** Opening Data listing block **
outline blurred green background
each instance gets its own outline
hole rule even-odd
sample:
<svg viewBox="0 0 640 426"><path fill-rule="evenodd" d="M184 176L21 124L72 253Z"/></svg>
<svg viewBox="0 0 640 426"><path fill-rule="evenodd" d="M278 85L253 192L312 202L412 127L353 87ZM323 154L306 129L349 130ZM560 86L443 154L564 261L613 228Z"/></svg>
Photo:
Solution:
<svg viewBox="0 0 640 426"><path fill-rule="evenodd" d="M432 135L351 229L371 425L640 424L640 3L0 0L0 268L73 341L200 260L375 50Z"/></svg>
** Closing Data listing block **
> **Exercise goal**:
The task calls for each record to be returned verbatim.

> **Answer to this task**:
outline blurred green background
each instance gets its own outline
hole rule even-odd
sample:
<svg viewBox="0 0 640 426"><path fill-rule="evenodd" d="M184 176L21 124L72 253Z"/></svg>
<svg viewBox="0 0 640 426"><path fill-rule="evenodd" d="M278 85L253 192L312 202L412 127L353 87ZM323 154L306 129L349 130ZM560 86L443 154L564 261L613 228Z"/></svg>
Photo:
Solution:
<svg viewBox="0 0 640 426"><path fill-rule="evenodd" d="M432 135L351 229L371 425L640 424L640 3L0 0L0 268L73 341L200 260L375 50Z"/></svg>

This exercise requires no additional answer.